Provided passage:
● ● ● ● ● ● ●
Skip to contents

Notes on the RNAsum Rmd structure for developers

ref_dataset.list

Processed data with following elements:

Element Description
[[dataset]][["combined_data"]] combined read count data (ref + sample datasets) (combineDatasets output in chunk load_ref_data)
[[dataset]][["sample_annot"]] combined data samples annotation (“combineDatasets()” output in chunk “load_ref_data”)
[[dataset]][["clinical_info"]] clinical (survival + treatment) info
[[dataset]][["combined_data_processed"]] transformed, filtered and normalised data (chunks “data_transformation” and “data_normalisation”)
[[dataset]][["batch_effect_corrected"]] transformed, filtered, normalised and batch effect corrected data (chunk “batch_effect_correction”)
[[dataset]][["pca_combined_data_processed"]] PCA results for combined data
[[dataset]][["pca_batch_effect_corrected"]] PCA results for batch-effect corrected data
[[dataset]][["rle_combined_data_processed"]] RLE plot for combined data
[[dataset]][["rle_batch_effect_corrected"]] RLE plot for batch-effect corrected data
[[dataset]][["data_to_report"]] fully combined and processed data for reporting
[[dataset]][["gene_annot_all"]] gene annotation for combined read count data, containing all input genes. Includes SYMBOL, GENEBIOTYPE, ENSEMBL, SEQNAME, GENESEQSTART, and GENESEQEND. ENSEMBL is used for rownames.
● ● ● ● ● ● ●
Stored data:
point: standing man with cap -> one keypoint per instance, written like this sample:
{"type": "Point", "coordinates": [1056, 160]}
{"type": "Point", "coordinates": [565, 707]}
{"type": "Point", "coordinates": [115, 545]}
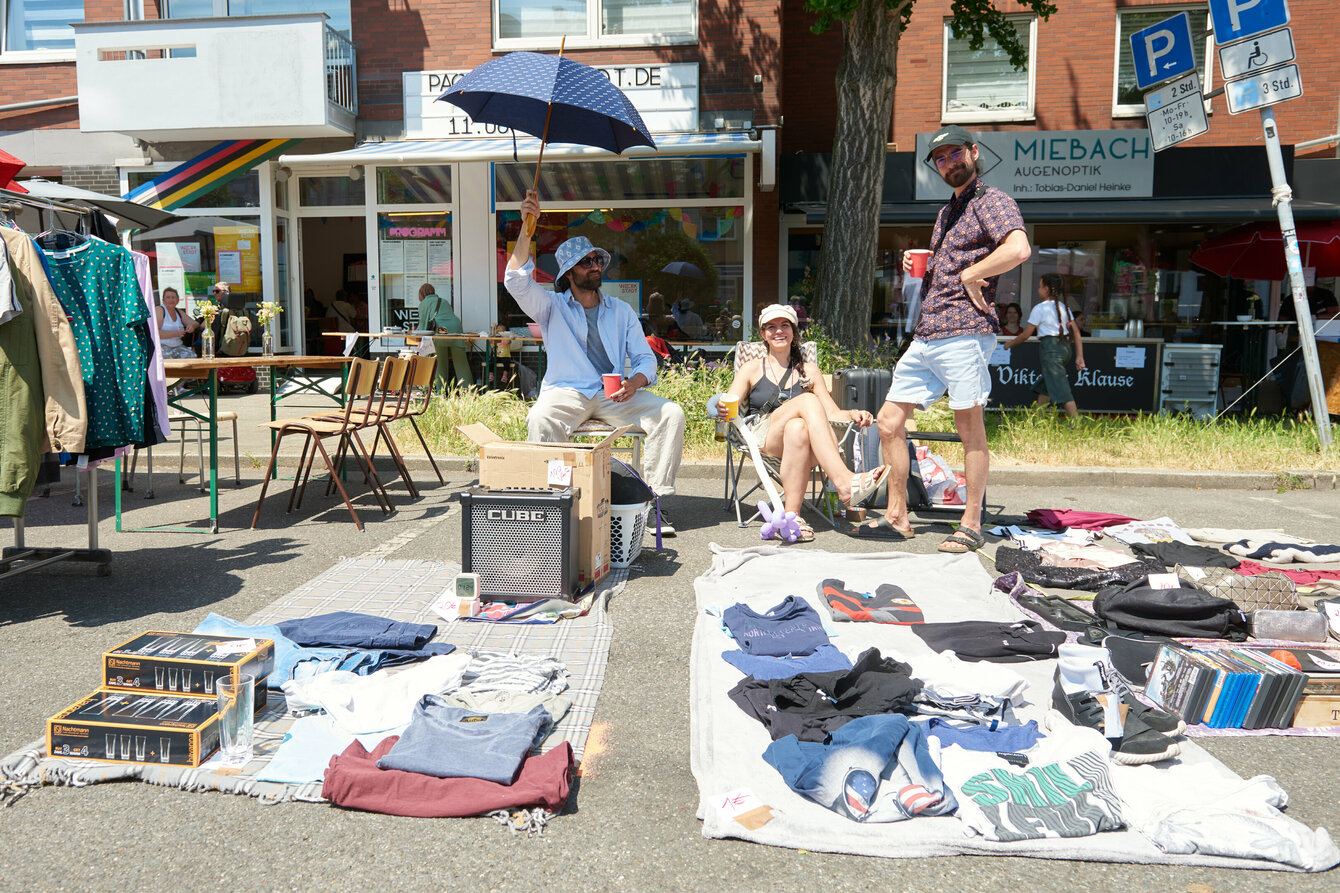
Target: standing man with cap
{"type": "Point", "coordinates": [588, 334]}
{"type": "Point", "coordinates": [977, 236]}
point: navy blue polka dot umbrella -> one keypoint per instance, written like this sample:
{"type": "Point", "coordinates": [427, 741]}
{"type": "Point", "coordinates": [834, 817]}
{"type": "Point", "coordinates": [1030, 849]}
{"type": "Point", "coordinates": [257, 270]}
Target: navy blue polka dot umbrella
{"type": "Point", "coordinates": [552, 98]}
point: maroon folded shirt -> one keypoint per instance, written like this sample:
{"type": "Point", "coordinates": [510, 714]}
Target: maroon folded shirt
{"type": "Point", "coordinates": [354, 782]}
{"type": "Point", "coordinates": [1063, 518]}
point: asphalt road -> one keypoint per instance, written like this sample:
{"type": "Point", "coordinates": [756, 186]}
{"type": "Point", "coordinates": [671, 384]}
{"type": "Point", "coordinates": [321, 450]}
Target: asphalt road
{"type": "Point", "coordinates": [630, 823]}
● ● ● ● ● ● ●
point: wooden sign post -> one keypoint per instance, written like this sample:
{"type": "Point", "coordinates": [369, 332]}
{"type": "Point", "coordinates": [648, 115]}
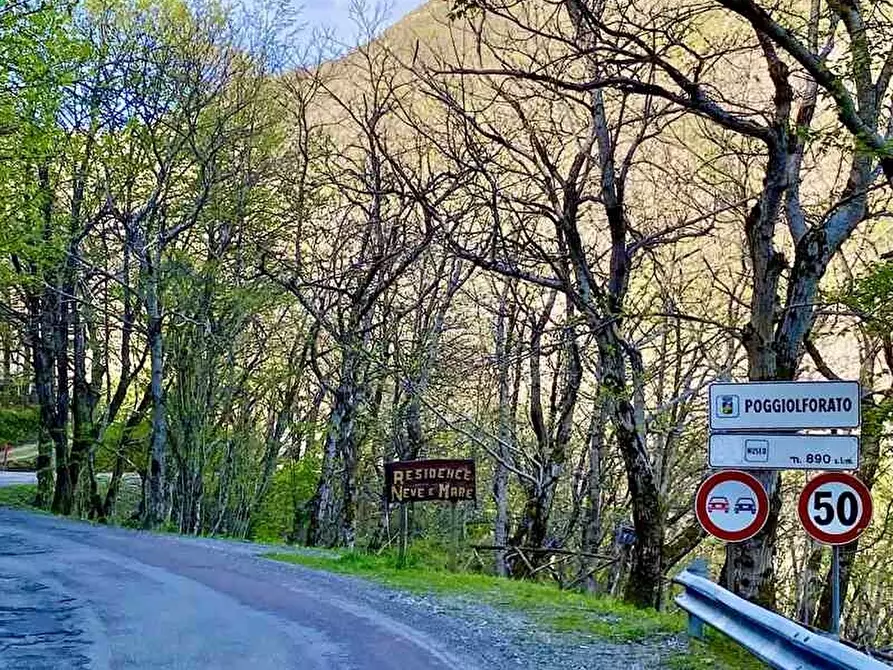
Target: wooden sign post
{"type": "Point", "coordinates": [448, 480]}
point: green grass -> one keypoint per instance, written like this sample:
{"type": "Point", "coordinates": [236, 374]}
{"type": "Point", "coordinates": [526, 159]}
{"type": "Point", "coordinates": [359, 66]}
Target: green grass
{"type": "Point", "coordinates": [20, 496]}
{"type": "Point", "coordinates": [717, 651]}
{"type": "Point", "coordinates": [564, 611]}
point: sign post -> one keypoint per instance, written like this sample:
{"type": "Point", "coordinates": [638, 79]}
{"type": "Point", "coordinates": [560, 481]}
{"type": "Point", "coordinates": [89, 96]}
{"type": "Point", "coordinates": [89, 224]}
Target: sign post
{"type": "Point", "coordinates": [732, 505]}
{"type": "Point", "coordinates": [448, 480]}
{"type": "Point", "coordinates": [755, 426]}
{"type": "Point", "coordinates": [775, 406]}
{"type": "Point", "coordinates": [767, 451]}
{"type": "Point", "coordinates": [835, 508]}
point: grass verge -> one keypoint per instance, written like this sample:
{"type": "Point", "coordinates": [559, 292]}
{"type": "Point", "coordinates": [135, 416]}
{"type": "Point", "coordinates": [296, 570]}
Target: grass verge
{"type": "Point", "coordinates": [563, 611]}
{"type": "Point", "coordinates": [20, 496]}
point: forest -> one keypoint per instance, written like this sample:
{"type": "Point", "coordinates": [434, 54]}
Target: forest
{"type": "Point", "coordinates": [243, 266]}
● ● ● ● ● ● ●
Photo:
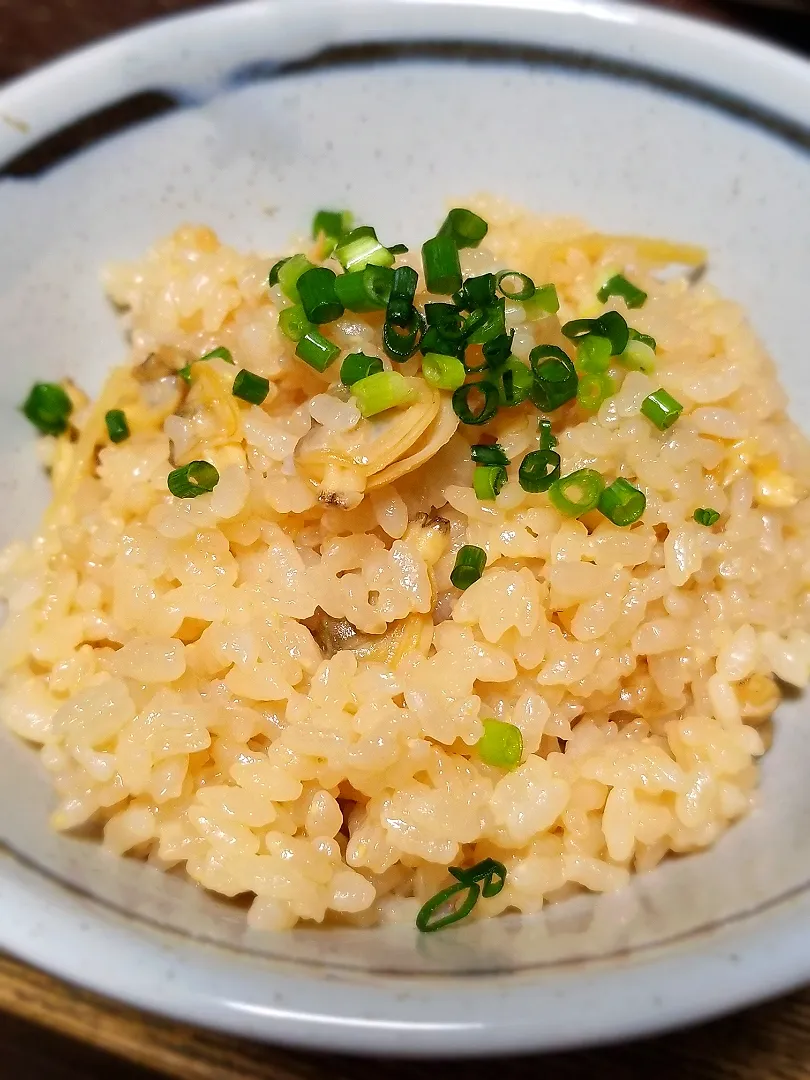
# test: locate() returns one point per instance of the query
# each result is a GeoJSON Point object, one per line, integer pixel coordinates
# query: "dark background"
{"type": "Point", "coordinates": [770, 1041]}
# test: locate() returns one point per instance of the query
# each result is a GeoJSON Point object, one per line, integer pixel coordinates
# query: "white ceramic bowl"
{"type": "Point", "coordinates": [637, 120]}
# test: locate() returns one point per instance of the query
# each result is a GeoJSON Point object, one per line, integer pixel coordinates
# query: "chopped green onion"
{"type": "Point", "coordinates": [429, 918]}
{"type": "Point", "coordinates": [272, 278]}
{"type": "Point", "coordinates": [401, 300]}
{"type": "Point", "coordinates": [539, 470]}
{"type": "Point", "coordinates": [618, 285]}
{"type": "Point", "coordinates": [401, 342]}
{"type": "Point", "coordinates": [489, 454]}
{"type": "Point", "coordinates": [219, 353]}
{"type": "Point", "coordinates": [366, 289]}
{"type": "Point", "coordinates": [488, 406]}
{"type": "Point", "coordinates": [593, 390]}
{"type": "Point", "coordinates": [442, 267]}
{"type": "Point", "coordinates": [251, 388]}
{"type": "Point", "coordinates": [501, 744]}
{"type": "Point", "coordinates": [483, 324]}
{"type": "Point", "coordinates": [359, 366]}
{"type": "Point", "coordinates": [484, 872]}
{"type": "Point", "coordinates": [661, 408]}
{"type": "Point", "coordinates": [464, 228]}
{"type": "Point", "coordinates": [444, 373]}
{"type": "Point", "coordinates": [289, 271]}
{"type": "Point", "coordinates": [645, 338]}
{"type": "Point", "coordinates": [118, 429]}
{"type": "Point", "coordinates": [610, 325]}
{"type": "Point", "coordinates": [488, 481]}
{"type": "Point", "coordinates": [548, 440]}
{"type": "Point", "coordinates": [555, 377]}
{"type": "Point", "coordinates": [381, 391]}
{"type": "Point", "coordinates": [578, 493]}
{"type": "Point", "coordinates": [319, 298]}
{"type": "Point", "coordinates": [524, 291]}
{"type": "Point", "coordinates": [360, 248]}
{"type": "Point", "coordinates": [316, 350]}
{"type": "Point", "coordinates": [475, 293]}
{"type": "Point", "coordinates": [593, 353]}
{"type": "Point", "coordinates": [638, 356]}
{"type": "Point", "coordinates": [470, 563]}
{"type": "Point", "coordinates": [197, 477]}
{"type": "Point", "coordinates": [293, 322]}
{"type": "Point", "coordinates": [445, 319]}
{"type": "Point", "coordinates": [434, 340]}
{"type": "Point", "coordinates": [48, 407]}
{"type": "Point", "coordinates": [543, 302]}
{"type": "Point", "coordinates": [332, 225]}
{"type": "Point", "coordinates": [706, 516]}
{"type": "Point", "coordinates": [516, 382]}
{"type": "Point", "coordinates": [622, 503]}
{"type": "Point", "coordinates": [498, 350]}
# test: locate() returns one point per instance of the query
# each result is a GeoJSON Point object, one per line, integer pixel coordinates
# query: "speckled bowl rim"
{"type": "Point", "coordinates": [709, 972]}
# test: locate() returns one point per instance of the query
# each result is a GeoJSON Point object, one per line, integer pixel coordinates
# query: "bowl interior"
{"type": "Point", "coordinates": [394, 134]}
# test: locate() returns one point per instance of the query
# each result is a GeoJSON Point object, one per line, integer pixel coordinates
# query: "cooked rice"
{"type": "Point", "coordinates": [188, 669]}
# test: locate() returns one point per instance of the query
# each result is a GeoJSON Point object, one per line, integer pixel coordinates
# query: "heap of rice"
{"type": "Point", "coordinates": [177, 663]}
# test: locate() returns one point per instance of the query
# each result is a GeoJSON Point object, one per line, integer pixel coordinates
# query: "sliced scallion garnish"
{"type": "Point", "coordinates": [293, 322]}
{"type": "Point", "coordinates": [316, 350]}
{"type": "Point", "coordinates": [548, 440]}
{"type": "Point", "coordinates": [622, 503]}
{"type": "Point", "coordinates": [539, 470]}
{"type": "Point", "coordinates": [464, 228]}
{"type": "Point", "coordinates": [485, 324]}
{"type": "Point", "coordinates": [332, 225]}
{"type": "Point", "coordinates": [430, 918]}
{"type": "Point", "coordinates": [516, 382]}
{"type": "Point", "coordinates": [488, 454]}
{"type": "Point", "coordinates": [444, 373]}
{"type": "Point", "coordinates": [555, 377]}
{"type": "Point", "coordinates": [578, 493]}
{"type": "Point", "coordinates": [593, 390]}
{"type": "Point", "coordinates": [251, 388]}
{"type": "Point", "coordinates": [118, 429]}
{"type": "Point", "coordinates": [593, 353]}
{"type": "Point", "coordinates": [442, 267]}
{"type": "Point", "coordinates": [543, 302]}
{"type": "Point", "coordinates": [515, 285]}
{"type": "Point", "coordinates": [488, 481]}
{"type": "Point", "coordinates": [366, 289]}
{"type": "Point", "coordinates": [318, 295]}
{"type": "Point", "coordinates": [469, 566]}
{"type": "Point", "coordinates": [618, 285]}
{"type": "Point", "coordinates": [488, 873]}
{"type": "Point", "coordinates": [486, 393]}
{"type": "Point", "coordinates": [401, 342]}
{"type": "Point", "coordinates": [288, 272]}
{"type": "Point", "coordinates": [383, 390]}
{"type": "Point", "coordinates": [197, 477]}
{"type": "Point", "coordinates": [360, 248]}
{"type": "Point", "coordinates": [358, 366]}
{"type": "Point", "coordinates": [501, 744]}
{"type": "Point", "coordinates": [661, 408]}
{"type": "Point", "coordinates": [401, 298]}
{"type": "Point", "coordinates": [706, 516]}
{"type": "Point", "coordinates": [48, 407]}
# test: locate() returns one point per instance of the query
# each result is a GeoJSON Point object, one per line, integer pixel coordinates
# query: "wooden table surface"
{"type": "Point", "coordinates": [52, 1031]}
● ● ● ● ● ● ●
Activities:
A. Using the RNAsum developer notes, answer each question on its own line, marked (i), (ii), (iii):
(i) Which chunk produces the batch-effect corrected data?
(ii) Which gene annotation field is used for rownames?
(iii) What two kinds of information does the clinical info element hold?
B. Summarize the RNAsum developer notes in two sentences.

Expected outputs:
A.
(i) The "batch_effect_correction" chunk.
(ii) ENSEMBL.
(iii) Survival and treatment information.

B. The ref_dataset.list holds processed data for each dataset. This includes combined read counts and sample annotation, clinical information, transformed, normalised and batch-effect corrected data, PCA results and RLE plots, fully processed data for reporting, and a gene annotation that uses ENSEMBL for rownames.